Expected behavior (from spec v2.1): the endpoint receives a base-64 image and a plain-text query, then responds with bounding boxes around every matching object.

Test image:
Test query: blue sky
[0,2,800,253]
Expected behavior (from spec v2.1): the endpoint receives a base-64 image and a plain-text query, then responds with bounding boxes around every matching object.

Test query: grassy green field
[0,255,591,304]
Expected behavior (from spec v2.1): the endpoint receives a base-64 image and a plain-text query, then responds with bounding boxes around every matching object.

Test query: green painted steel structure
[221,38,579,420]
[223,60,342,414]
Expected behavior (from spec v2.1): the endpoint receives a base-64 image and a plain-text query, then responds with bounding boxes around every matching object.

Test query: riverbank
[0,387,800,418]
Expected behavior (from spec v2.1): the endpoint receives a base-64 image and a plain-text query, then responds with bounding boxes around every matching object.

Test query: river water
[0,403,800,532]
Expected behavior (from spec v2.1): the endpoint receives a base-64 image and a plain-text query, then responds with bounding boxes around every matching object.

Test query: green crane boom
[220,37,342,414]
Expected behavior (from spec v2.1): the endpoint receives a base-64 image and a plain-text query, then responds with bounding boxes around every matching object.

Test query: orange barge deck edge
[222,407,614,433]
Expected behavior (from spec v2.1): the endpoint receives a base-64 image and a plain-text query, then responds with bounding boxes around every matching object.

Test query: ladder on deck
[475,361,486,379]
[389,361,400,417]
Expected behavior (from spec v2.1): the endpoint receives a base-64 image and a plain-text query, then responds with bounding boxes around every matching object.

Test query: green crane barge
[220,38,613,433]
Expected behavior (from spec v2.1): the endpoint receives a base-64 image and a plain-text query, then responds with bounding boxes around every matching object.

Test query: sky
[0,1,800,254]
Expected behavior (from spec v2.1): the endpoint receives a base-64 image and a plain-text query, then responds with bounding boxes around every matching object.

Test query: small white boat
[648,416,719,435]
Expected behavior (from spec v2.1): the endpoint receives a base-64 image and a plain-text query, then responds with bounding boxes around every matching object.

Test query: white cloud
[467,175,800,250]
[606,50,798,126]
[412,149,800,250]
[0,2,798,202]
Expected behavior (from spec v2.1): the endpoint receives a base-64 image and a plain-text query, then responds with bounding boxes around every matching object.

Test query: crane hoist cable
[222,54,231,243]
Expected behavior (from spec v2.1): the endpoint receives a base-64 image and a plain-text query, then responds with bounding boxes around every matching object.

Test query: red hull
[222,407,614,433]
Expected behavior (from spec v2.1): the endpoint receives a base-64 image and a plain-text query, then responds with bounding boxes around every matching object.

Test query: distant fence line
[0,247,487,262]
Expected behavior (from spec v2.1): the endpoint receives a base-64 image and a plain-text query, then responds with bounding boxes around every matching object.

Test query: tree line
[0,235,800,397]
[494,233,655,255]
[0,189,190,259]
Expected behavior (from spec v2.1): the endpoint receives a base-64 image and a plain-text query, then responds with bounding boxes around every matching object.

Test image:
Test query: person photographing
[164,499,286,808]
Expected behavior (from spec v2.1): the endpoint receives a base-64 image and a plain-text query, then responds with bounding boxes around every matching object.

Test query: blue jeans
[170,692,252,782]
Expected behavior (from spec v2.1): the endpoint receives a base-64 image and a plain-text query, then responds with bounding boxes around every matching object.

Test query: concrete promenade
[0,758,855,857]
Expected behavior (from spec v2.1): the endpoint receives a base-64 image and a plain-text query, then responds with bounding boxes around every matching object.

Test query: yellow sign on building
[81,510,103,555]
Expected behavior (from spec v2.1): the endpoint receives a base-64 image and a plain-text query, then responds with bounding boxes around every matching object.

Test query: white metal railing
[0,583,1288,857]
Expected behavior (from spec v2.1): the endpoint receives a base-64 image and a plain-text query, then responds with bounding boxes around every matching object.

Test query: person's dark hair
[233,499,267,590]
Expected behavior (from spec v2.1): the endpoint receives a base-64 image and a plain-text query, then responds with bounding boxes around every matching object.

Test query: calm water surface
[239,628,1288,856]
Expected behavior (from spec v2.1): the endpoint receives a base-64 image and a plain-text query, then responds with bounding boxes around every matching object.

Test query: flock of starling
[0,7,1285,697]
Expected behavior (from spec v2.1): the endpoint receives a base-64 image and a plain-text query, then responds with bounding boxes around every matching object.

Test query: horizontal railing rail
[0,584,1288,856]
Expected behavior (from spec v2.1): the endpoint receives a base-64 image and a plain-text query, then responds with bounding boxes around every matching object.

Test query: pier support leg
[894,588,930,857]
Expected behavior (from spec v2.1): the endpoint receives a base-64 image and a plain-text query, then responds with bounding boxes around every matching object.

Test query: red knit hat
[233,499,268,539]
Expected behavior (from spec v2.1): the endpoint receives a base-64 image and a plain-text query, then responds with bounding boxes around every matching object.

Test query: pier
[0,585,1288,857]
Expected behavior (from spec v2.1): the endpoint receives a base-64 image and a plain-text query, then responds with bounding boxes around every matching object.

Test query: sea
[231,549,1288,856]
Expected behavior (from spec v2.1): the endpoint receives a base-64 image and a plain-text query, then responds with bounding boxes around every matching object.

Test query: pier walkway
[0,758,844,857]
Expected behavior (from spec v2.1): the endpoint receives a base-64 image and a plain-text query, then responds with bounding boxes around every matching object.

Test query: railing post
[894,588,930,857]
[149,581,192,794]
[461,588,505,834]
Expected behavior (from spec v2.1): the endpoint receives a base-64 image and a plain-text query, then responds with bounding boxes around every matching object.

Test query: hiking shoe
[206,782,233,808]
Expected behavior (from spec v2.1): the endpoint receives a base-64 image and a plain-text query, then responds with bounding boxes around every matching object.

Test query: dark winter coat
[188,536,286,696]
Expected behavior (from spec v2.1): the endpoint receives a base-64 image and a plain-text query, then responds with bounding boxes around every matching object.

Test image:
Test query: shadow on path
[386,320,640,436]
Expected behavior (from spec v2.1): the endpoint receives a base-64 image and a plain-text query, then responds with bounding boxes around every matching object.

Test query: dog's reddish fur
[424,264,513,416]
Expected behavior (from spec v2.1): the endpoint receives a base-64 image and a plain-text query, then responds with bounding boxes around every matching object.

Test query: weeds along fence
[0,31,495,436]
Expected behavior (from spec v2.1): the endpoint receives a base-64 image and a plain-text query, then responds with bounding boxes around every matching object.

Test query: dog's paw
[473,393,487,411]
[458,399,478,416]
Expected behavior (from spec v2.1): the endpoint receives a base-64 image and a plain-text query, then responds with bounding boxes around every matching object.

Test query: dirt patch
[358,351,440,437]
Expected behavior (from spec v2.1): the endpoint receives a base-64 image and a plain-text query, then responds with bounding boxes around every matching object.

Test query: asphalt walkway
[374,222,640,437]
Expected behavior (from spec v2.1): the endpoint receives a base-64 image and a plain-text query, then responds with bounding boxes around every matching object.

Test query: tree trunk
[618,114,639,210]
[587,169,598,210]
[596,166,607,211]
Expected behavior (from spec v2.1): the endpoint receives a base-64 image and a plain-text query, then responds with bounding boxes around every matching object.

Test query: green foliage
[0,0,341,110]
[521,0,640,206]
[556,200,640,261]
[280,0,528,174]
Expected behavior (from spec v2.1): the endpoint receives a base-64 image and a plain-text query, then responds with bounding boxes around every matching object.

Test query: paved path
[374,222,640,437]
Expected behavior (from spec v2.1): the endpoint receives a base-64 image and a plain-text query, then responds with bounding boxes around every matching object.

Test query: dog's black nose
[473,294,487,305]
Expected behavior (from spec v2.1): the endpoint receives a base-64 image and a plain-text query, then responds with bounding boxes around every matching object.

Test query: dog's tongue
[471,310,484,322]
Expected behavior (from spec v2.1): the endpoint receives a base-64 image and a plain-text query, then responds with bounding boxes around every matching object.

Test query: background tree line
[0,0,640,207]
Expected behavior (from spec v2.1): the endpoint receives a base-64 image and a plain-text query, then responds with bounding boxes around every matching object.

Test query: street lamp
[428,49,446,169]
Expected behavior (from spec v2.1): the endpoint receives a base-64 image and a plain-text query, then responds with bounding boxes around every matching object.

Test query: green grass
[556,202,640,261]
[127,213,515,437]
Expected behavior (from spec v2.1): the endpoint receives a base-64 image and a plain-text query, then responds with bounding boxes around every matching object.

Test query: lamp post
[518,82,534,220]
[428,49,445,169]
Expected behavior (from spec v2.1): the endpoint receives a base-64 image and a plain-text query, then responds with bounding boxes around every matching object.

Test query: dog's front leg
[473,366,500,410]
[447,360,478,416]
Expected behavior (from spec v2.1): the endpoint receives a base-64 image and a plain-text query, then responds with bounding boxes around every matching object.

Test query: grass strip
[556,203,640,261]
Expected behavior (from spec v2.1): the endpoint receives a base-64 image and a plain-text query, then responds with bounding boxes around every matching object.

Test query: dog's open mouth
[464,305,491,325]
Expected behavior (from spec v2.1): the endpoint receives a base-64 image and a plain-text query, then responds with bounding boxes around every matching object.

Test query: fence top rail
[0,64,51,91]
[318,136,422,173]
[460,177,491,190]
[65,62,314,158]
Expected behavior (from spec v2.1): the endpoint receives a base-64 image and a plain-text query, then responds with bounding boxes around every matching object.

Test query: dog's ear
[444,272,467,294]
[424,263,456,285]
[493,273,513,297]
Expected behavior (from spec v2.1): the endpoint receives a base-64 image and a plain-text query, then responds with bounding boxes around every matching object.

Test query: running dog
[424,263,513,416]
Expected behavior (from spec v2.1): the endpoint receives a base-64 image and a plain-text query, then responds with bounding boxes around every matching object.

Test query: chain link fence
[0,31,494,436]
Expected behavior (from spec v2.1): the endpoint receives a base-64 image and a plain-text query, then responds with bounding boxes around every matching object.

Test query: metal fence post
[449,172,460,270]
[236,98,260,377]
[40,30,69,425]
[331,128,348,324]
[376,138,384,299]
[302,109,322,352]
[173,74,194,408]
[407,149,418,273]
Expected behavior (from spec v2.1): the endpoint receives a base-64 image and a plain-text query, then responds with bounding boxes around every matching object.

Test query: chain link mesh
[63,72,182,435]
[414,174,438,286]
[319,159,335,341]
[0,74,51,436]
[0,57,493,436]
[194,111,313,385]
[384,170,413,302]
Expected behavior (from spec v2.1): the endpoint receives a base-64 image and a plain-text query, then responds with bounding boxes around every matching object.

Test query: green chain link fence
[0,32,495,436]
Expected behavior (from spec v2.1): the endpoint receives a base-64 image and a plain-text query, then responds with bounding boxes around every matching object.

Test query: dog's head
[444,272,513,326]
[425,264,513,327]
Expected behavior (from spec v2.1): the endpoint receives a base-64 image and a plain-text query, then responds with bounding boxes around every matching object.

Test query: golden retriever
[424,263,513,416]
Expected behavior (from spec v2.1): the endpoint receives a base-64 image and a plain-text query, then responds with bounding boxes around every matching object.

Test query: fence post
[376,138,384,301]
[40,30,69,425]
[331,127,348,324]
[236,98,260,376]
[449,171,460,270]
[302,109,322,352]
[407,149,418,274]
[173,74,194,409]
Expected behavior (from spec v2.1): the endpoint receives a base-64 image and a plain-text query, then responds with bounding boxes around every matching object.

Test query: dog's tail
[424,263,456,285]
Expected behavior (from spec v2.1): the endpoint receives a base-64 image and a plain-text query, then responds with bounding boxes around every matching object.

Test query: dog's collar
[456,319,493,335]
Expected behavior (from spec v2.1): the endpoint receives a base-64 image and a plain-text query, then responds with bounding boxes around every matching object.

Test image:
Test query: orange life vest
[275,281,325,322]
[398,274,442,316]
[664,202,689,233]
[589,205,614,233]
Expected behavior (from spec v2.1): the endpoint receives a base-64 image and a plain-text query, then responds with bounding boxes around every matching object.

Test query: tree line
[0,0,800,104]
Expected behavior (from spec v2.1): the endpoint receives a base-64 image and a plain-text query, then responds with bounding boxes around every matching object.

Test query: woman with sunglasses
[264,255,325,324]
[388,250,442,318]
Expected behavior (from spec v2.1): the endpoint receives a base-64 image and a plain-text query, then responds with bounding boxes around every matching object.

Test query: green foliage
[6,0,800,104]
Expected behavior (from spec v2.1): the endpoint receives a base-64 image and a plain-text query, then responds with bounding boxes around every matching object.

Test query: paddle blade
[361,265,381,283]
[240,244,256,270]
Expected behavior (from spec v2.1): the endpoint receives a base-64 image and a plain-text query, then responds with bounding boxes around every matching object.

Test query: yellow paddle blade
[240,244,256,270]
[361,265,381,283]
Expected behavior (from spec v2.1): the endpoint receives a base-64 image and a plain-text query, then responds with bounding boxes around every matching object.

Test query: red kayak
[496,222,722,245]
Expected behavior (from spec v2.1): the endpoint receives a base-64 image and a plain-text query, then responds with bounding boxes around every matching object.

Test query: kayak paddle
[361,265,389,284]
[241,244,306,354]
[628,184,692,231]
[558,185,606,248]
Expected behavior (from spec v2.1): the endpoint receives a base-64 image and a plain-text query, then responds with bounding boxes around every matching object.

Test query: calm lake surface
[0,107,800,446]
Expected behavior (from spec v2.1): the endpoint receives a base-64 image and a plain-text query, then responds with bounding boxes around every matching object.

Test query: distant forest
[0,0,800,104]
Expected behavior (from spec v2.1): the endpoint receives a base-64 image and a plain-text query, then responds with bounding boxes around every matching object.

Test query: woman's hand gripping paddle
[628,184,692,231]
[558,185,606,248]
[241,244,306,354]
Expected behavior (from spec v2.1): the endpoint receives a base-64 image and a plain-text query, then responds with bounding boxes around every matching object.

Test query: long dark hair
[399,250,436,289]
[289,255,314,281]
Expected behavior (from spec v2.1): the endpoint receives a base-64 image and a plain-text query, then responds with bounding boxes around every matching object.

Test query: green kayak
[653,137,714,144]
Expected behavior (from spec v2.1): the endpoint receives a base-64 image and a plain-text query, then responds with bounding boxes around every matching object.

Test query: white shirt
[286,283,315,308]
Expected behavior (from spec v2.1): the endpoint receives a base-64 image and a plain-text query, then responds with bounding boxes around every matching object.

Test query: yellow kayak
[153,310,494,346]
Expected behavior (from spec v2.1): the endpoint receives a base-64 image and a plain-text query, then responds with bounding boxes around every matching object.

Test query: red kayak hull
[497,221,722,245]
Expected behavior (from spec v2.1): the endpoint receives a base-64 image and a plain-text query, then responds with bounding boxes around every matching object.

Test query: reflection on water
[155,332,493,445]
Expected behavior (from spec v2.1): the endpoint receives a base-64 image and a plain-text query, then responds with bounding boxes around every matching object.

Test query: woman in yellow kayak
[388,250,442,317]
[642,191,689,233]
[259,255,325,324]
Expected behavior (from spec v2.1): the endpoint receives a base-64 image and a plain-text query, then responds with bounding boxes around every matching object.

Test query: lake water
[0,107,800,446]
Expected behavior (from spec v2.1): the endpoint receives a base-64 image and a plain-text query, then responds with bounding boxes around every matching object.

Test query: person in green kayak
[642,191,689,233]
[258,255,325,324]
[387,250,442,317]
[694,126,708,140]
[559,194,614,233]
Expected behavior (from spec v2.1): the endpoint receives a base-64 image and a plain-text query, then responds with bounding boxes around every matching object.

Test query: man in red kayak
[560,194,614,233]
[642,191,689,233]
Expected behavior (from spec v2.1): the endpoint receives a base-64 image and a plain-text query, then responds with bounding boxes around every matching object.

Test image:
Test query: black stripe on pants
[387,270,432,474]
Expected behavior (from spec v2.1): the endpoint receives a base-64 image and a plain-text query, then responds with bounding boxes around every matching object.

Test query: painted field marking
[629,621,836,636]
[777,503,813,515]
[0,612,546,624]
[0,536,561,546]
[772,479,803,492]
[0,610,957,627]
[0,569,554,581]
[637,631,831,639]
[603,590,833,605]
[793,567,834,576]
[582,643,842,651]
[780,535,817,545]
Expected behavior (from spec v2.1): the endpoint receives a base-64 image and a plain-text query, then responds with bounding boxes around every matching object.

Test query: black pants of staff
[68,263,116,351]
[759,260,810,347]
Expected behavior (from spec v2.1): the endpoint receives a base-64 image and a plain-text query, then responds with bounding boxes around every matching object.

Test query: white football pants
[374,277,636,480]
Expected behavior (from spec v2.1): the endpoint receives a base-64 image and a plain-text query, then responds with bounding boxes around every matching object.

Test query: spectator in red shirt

· · · · · · ·

- _Stated exercise_: Reproduce the lines above, starting with the very first line and continuing up to and including the line that contains "[0,255,591,304]".

- _Output below_:
Expected behavior (from spec v2.1): the endpoint receives a base-64 image and a plain-text query, then responds with bounding boxes around every matching object.

Test image:
Test query: blue sky
[0,2,800,253]
Expected behavior (from spec v2.1): the endpoint receives a base-64 image and a plain-text query, then responds with bounding boxes around every matching object.

Test query: grassy green field
[0,255,591,304]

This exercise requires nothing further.